## start Source text

# Helvetia



## Boots (Sep 22, 2018)

I recently acquired this Helvetia.

It was in a pretty grubby state (the first picture below is the before picture) but I spent a bit of time and elbow grease on cleaning up the exterior, and it looks quite nice now. The 20 micron plating seems in quite good order, despite some digs around the case. It seems to have very nice lines, especially with the lugs curving down to wrap around the wrist. The second picture tries to show this, the general shape of the case and the plating mark (it was taken part way through the clean up).

The caseback is a pressfit, without any sign of a groove or lip, so I am reluctant to try and remove it - hence no movement picture. The caseback is marked 3135.The crown looks like it was a replacement, as it seems slightly over-large and doesn't fit tight against the case.

Would any of the well informed people reading this be able to guess the age? I realise the lack of movement picture makes this very difficult.

## end Source text
## start Records supplied

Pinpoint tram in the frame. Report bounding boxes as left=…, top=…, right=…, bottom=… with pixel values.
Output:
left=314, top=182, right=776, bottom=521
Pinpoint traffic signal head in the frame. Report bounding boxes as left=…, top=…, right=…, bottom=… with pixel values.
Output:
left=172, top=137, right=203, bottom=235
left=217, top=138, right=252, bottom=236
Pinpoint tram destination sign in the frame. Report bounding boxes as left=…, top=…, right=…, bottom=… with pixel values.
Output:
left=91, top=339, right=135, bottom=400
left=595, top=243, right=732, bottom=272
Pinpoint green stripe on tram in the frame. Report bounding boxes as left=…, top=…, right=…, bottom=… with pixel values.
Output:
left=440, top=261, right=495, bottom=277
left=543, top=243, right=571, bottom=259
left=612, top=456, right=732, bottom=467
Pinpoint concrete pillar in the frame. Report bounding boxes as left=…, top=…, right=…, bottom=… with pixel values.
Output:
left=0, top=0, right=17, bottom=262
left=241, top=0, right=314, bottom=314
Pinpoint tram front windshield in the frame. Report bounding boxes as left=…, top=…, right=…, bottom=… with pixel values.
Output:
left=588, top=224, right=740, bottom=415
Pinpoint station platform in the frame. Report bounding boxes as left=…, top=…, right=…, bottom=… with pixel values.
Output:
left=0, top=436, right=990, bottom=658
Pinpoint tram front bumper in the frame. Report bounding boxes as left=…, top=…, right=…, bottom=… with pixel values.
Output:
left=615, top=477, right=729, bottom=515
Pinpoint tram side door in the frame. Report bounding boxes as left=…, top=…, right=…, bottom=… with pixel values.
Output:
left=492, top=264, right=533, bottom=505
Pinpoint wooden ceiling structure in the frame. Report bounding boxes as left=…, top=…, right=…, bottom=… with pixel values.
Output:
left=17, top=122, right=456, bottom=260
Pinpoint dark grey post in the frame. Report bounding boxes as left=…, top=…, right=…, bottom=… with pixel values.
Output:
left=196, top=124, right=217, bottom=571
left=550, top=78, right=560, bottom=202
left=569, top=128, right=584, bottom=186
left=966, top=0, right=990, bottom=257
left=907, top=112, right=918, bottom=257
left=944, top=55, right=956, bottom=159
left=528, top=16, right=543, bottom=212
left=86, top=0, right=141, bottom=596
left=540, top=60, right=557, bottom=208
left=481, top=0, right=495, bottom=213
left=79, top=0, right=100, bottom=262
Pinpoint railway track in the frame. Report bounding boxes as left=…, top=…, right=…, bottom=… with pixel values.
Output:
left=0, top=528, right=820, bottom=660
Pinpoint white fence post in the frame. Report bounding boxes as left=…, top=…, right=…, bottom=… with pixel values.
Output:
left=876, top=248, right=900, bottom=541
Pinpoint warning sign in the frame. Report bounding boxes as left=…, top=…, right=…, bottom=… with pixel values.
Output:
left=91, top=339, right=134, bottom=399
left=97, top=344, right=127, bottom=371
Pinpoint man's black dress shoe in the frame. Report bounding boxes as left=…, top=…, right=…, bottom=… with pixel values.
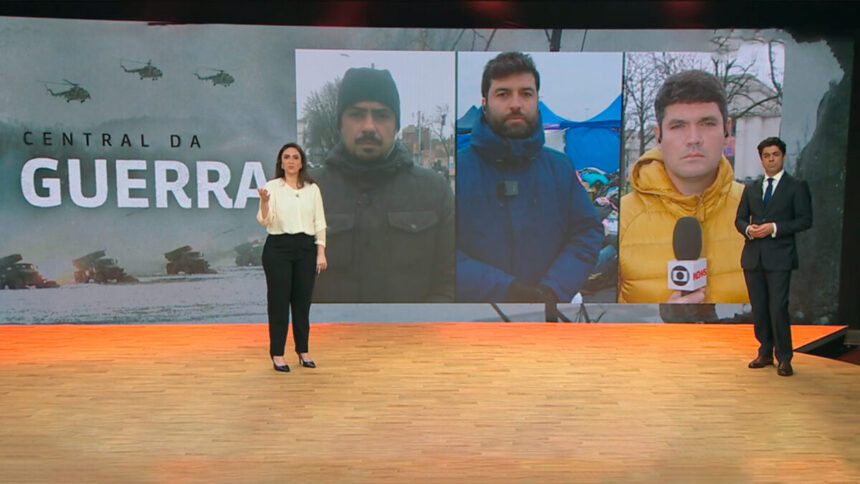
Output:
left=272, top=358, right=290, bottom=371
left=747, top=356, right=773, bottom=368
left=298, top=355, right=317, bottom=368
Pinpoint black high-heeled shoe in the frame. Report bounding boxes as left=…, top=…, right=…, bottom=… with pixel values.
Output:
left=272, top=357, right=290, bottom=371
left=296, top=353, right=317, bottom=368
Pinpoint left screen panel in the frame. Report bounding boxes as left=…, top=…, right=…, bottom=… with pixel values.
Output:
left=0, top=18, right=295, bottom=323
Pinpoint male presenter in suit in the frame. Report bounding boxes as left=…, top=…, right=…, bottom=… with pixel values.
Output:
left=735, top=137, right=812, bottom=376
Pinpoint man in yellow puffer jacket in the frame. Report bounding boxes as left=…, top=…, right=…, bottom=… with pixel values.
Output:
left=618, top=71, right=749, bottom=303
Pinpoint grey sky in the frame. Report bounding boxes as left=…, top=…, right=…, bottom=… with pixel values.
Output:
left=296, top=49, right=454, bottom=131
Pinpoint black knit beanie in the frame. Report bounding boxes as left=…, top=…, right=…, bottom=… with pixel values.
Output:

## end Records supplied

▶ Aim 1
In the post about the Helvetia watch, rewrite the paragraph beginning "The caseback is a pressfit" as a short bulleted list that keeps its main facts.
▶ Aim 2
According to the post about the Helvetia watch, how thick is the plating on the case?
▶ Aim 3
Pick up the post about the Helvetia watch after its final sentence and continue it in the same voice.

▶ Answer 1
- The caseback is a press-fit type with no visible groove or lip, so the owner is reluctant to remove it and has no movement picture.
- The caseback is marked 3135.
- The crown looks like a replacement: it seems slightly oversized and does not fit tight against the case.

▶ Answer 2
The plating is 20 micron.

▶ Answer 3
All I can tell from studying it and reading on this forum and elsewhere is that the alternate batons and Arabic numerals at 2, 4, etc. seem to have been used on and off by Helvetia for quite a period. The "Swiss Made" does not have "T" marks, so presumably the lume is Radium, making it pre-1955. My guess is early 50s.

On a different question, the lugs are 17mm, what do people do about this strap size? Go with the limited selection of 17mm straps; use 16mm and put up with a 1mm gap; use 18mm and hope it will squish; or take an 18mm and pare off 0.5mm each side?

Thanks for the help!


----------



## scottswatches (Sep 22, 2009)

Nice.

I always go with 17mm straps. I'm a little OCD about it, but it feels right to me


----------



## Boots (Sep 22, 2018)

A small bit more data.

Ranfft lists a very similar watch here -->

http://www.ranfft.de/cgi-bin/bidfun-db.cgi?10&ranfft&&2usau&1505314800

That one differs in three respects that I can see:

i) The hands are slightly different, with wider lume

ii) The batons have the lum on them, wheras mine has it on the dial next to the baton

iii) The font for the numerals is a bit more "space age-y"

Dr Ranfft gives the age of the one listed on his website as c. 1960. Frustratingly I can't make out from his image if the "T" marks are present or not.


----------



## Slim2500 (Jul 10, 2016)

I own a Helvetia from 1955 give or take a year either way it also has 17mm i think the strap is a Hirsch as it was the only one i could find in 17mm the movement in the watch is Cal 830


----------



## martinzx (Aug 29, 2010)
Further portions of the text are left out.